EXERCISE TEXT Start Marker

Georgy Raevsky | After Russia
Georgy Raevsky
1897–1963
Georgy Raevsky

Georgy Raevsky was born in Tsarskoye Selo — and later, in exile, when young poets kept the Silver Age of Russian Poetry going, Raevsky considered himself part of the Golden Age and retained the language of Pushkin, Tyutchev, and Boratynsky. That is why he was given the playful nickname The Olympian.


Even his physique resembled someone of the early 19th century: tall, bulky, with an imposing posture and a clear, powerful voice. He looked like a man of Pushkin’s time. At literary evenings, he recited his poems beautifully. (poet and critic Yuri Terapiano)


His last name was actually a pseudonym. He chose it in honor of Pushkin’s friend, Nikolai Rayevsky. Georgy’s younger brother, Nikolai Otsup, was a friend of Nikolai Gumilev, a member of the St. Petersburg Poets’ Guild, and editor-in-chief of the influential émigré magazine Numbers, so Georgy had to literally make a name for himself.


His forced exile started in Germany: Raevsky graduated from the University of Berlin and then moved to Paris, the cultural capital of Russian dispersion. Here he joined the Perekrestok group, heavily influenced by Vladislav Khodasevich, together with Vladimir Smolensky, Yuri Mandelstam, Dovid Knut, and others. Literary life in Paris was in full swing, and Dovid Knut once declared that the new literary capital would now be Paris, not Moscow — meetings, magazines, readings, and poetry collections.

EXERCISE TEXT End Marker
RECORDS PROVIDED Start Marker

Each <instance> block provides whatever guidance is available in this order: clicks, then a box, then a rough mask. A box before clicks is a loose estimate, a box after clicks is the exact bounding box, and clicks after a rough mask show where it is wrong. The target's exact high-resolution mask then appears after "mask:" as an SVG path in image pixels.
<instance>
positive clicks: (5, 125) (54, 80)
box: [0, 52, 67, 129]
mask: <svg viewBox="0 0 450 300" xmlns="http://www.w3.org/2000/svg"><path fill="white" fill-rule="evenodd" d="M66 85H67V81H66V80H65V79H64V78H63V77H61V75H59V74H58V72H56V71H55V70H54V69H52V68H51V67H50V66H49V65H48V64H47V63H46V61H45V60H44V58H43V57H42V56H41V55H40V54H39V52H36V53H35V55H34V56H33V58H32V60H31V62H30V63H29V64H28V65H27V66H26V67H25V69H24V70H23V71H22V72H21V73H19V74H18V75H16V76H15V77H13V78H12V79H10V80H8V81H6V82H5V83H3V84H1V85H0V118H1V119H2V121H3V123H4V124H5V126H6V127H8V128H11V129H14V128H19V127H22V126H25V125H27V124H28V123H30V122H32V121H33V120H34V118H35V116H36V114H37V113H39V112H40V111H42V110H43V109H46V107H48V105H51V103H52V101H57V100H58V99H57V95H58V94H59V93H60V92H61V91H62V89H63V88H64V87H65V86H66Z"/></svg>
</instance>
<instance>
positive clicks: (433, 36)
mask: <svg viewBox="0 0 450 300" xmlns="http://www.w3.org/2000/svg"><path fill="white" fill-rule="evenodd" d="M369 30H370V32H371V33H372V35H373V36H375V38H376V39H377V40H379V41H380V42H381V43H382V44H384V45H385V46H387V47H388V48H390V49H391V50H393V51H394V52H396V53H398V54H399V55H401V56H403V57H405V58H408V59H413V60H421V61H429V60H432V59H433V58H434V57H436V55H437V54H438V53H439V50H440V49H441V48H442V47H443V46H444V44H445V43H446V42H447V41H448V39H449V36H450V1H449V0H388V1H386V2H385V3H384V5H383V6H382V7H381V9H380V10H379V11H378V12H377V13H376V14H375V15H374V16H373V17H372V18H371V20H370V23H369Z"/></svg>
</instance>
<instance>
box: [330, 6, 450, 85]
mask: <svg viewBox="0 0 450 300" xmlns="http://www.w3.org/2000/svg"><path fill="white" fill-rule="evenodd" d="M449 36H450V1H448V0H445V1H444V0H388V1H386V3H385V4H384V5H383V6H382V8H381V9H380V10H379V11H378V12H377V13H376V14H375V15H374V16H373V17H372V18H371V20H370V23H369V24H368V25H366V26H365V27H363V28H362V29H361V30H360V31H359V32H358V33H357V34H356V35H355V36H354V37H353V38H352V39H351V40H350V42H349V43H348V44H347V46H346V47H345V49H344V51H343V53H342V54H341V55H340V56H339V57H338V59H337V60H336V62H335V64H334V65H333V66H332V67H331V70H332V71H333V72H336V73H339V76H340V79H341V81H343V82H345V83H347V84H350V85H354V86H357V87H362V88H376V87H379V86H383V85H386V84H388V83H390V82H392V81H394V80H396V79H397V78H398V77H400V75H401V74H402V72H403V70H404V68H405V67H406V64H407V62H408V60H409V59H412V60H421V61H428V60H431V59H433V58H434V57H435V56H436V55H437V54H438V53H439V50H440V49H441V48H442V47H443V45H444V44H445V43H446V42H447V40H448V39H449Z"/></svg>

RECORDS PROVIDED End Marker

**REQUIRED ACTION 1:**
Update the passage on Georgy Raevsky from "Even his physique" to "critic Yuri Terapiano)", replacing "literary evenings" with "poetry readings".
**REQUIRED ACTION 2:**
List the poets whose language Raevsky retained, according to the passage on Georgy Raevsky.
The data come from a different source than the text.

**EXERCISE RESPONSE 1:**
Even his physique resembled someone of the early 19th century: tall, bulky, with an imposing posture and a clear, powerful voice. He looked like a man of Pushkin’s time. At poetry readings, he recited his poems beautifully. (poet and critic Yuri Terapiano)

**EXERCISE RESPONSE 2:**
Pushkin, Tyutchev, and Boratynsky